#### Exercise prompt:
Give back the records in their entirety, exactly.
(Provided data)
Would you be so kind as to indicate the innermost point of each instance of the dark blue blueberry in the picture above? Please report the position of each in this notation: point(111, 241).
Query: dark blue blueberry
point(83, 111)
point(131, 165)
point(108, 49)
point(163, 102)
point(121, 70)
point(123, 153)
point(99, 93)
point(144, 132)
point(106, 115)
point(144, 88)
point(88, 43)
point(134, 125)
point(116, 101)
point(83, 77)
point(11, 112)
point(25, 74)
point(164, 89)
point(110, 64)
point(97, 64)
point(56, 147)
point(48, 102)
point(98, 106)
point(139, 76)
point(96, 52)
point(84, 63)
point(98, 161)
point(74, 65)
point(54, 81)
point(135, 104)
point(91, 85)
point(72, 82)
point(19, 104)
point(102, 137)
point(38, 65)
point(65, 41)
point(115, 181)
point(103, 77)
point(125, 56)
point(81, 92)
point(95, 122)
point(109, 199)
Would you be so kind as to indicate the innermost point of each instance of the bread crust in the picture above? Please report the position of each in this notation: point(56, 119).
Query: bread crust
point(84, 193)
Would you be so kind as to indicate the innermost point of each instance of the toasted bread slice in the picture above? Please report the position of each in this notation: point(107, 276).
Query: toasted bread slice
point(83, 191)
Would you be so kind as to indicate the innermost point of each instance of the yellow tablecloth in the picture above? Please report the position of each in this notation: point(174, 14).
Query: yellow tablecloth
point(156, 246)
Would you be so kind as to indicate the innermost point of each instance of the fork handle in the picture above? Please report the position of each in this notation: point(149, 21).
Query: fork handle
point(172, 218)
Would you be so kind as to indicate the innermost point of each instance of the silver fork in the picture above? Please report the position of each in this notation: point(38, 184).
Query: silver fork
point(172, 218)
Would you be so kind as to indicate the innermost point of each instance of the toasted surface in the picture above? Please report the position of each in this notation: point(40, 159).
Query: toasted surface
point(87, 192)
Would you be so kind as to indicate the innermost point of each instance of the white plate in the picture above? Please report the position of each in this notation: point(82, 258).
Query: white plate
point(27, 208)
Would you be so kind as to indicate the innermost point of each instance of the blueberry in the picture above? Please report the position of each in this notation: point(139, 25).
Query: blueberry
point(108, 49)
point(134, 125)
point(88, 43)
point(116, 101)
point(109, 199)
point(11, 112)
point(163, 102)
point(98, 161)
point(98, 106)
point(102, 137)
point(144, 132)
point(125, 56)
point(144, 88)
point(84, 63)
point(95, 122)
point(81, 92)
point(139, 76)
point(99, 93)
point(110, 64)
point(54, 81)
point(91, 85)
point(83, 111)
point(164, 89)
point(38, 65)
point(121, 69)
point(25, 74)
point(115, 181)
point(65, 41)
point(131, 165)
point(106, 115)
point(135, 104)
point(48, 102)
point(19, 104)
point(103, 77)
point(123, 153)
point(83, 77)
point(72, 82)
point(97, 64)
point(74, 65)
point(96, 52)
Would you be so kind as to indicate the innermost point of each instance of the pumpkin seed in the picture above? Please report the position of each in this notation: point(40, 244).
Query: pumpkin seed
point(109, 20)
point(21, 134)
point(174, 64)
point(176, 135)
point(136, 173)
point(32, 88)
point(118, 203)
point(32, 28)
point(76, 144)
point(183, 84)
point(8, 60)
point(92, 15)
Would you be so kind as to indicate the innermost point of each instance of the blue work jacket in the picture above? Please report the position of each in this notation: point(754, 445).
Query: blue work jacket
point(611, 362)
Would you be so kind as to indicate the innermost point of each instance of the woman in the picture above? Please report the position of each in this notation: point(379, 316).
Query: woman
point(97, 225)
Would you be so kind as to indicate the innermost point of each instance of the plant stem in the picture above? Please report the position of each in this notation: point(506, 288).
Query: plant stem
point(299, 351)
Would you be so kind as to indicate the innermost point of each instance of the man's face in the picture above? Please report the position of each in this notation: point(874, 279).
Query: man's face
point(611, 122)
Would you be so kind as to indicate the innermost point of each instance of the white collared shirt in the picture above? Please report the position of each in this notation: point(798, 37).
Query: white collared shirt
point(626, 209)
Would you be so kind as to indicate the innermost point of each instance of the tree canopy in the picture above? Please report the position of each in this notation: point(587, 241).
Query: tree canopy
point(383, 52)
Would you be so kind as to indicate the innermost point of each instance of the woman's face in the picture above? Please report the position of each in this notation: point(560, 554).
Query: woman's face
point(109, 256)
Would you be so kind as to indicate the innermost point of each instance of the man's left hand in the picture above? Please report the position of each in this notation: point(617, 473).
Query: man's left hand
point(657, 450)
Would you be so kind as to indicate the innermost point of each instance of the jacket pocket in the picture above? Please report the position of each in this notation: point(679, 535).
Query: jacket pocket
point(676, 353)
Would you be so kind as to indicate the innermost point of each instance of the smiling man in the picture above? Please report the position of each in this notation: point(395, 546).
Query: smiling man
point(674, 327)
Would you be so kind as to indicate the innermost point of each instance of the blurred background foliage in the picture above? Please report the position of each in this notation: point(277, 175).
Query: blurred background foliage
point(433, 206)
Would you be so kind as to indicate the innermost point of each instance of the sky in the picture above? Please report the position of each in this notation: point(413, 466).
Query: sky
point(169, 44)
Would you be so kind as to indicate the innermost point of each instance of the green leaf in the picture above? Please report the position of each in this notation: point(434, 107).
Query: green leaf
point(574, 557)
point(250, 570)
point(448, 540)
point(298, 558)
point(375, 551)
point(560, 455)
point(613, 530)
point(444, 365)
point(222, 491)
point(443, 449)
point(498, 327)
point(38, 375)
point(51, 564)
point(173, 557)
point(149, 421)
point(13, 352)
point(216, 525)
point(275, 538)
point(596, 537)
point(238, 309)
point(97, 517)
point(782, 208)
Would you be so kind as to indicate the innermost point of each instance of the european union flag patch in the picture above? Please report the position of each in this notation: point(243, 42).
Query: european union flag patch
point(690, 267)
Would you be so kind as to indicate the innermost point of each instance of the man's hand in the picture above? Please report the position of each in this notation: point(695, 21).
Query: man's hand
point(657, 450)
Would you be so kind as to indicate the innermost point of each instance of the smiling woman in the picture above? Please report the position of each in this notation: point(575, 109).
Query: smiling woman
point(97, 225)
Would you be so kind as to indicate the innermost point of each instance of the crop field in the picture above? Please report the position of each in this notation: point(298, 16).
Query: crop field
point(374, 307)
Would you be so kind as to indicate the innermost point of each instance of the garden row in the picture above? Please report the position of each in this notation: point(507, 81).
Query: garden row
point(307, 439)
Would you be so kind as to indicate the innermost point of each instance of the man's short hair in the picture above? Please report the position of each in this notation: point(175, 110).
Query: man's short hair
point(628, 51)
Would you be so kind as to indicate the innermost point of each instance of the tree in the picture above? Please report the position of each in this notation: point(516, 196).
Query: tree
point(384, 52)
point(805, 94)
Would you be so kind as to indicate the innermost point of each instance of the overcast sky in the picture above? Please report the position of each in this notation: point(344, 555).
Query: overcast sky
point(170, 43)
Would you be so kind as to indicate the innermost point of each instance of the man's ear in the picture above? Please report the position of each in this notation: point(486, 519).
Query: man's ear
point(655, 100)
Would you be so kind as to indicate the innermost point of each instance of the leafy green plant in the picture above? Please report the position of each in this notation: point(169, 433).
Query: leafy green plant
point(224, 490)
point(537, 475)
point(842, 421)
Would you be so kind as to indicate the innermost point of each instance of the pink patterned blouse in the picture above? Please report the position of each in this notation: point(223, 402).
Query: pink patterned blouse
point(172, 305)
(End Provided data)
#### Task output:
Would you be so kind as to indicate the innermost point of each instance of the dark blue blueberry in the picture above? Please report the position of each in this notation: point(111, 241).
Query: dark blue blueberry
point(83, 111)
point(131, 165)
point(108, 49)
point(163, 102)
point(121, 70)
point(123, 153)
point(99, 93)
point(144, 132)
point(106, 115)
point(144, 88)
point(88, 43)
point(134, 125)
point(116, 101)
point(83, 77)
point(11, 112)
point(25, 74)
point(164, 89)
point(110, 64)
point(97, 64)
point(56, 147)
point(48, 102)
point(98, 106)
point(139, 76)
point(96, 52)
point(84, 63)
point(98, 161)
point(74, 65)
point(54, 81)
point(135, 104)
point(91, 85)
point(72, 82)
point(19, 104)
point(102, 137)
point(38, 65)
point(65, 41)
point(115, 181)
point(103, 77)
point(125, 56)
point(81, 92)
point(95, 122)
point(109, 199)
Would you be so kind as to indicate the innermost point of each instance of the bread crust in the picture above? Please report the position of each in this notation: point(56, 119).
Query: bread crust
point(84, 193)
Would you be so kind as to indicate the innermost point of each instance of the toasted bread slice in the picture above? Please report the position of each in this notation: point(107, 276).
Query: toasted bread slice
point(83, 191)
Would you be so kind as to indicate the innermost point of each instance of the yellow tablecloth in the picture above? Please report the position of each in this notation: point(174, 14).
Query: yellow tablecloth
point(156, 246)
Would you be so kind as to indicate the innermost point of each instance of the fork handle in the picture above? Please report the position of each in this notation: point(149, 21).
Query: fork handle
point(172, 218)
Would you be so kind as to indicate the innermost point of each instance of the silver fork in the picture above? Please report the position of each in this notation: point(38, 184).
Query: silver fork
point(172, 218)
Would you be so kind as to indicate the innermost point of each instance of the toasted surface in the picture above? Please report the position of each in this notation: point(40, 159).
Query: toasted surface
point(87, 192)
Would you be so kind as to indicate the innermost point of each instance of the white plate in the picture above? Please report the position of each in this notation: point(82, 258).
Query: white plate
point(27, 208)
Would you be so kind as to indicate the innermost point of each instance of the blueberry in the picture above? Please report the position of each in this notation: point(139, 25).
Query: blueberry
point(108, 49)
point(134, 125)
point(88, 43)
point(116, 101)
point(109, 199)
point(11, 112)
point(163, 102)
point(98, 161)
point(98, 106)
point(102, 137)
point(144, 132)
point(125, 56)
point(144, 88)
point(84, 63)
point(95, 122)
point(81, 92)
point(139, 76)
point(99, 93)
point(110, 64)
point(54, 81)
point(91, 85)
point(83, 111)
point(164, 89)
point(38, 65)
point(121, 69)
point(25, 74)
point(115, 181)
point(65, 41)
point(131, 165)
point(106, 115)
point(135, 104)
point(48, 102)
point(19, 104)
point(103, 77)
point(123, 153)
point(83, 77)
point(72, 82)
point(97, 64)
point(74, 65)
point(96, 52)
Would you be so kind as to indicate the innermost point of each instance of the pumpkin seed in the picture above? Please report the position of each in this notation: point(40, 244).
Query: pumpkin seed
point(109, 20)
point(21, 134)
point(174, 64)
point(176, 135)
point(136, 173)
point(32, 88)
point(118, 203)
point(32, 28)
point(76, 144)
point(183, 84)
point(8, 60)
point(92, 15)
Would you be so kind as to indicate the innermost point of each instance of the blue work jacket in the picture above? Please report the position of each in this notation: point(754, 445).
Query: blue work jacket
point(611, 362)
Would you be so kind as to indicate the innermost point of each instance of the woman in the picture above? Please report the position of each in this notation: point(379, 316).
Query: woman
point(97, 225)
Would you be so kind as to indicate the innermost point of each instance of the plant stem in the picture above? Please report the position of each in this notation: point(506, 288).
Query: plant stem
point(299, 351)
Would you be so kind as to indicate the innermost point of each instance of the man's face in the picture above? Please report the position of each in this notation: point(874, 279).
Query: man's face
point(611, 122)
Would you be so kind as to indicate the innermost point of each instance of the white collared shirt in the picture above? Please report the position of each in this notation: point(798, 37).
Query: white collared shirt
point(626, 209)
Would you be so kind as to indicate the innermost point of each instance of the tree canopy in the picture above? Please report the position of each in this notation: point(587, 241).
Query: tree canopy
point(383, 52)
Would you be so kind as to indicate the innermost point of each instance of the woman's face in the picture above? Please report the position of each in this notation: point(560, 554).
Query: woman's face
point(109, 256)
Would you be so kind as to indicate the innermost point of each instance of the man's left hand in the picture above? Please report the position of each in this notation: point(617, 473).
Query: man's left hand
point(657, 450)
Would you be so kind as to indicate the innermost point of each instance of the jacket pocket in the picture above? Please report the position of each in this notation: point(679, 535).
Query: jacket pocket
point(676, 353)
Would you be so kind as to indicate the innermost point of each instance of the smiling man in the picture above? Please report the position of each in this notation: point(395, 546).
Query: smiling man
point(674, 327)
Would you be so kind as to indicate the innermost point of each instance of the blurred background foliage in the picture above? Please report the position of each in this notation: point(277, 175).
Query: blurred background foliage
point(433, 206)
Would you be so kind as to indicate the innermost point of each instance of the sky in the picture above? Please report the position of each in this notation: point(413, 466).
Query: sky
point(169, 44)
Would you be so kind as to indicate the innermost point of each instance of the green leaf in the picture above? Please report the position of each in this notation: point(434, 107).
Query: green leaf
point(574, 557)
point(250, 570)
point(448, 540)
point(298, 558)
point(375, 551)
point(560, 455)
point(613, 530)
point(444, 365)
point(222, 491)
point(443, 449)
point(498, 327)
point(38, 375)
point(51, 564)
point(173, 557)
point(149, 421)
point(13, 352)
point(216, 525)
point(275, 538)
point(596, 537)
point(238, 309)
point(97, 517)
point(782, 208)
Would you be so kind as to indicate the innermost point of each instance of the european union flag patch in the picture above? Please report the position of each in this notation: point(243, 42).
Query: european union flag patch
point(690, 267)
Would you be so kind as to indicate the innermost point of each instance of the man's hand in the picture above? Please report the position of each in this notation: point(695, 21).
Query: man's hand
point(657, 450)
Would you be so kind as to indicate the innermost point of each instance of the smiling woman in the picture above? Please report the position of each in this notation: point(575, 109).
Query: smiling woman
point(97, 225)
Would you be so kind as to indicate the innermost point of each instance of the crop field in the picture above? Please report the position of each in this notation: point(298, 16).
Query: crop field
point(374, 307)
Would you be so kind as to indicate the innermost point of each instance of the garden row in the picture above? Please report the position of each in this notation: point(507, 81).
Query: garden row
point(307, 439)
Would you be so kind as to indicate the innermost point of each instance of the man's short hair in the picture above? Please report the position of each in this notation: point(175, 110).
Query: man's short hair
point(628, 51)
Would you be so kind as to indicate the innermost point of each instance of the tree in the picture above? Please report the position of each in this notation: point(516, 196).
Query: tree
point(384, 52)
point(805, 94)
Would you be so kind as to indicate the innermost point of each instance of the overcast sky in the picture above? Please report the position of each in this notation: point(344, 555).
Query: overcast sky
point(170, 43)
Would you be so kind as to indicate the innermost point of each instance of the man's ear in the picture above? Please report the position of each in this notation: point(486, 519).
Query: man's ear
point(655, 100)
Would you be so kind as to indicate the innermost point of each instance of the leafy green plant in the picture above? Please report the position of each in this notation: point(169, 433).
Query: leafy green plant
point(224, 490)
point(537, 475)
point(842, 421)
Would you be so kind as to indicate the innermost point of each instance of the pink patterned blouse in the picture above? Please report the position of each in this notation: point(223, 402).
Query: pink patterned blouse
point(172, 305)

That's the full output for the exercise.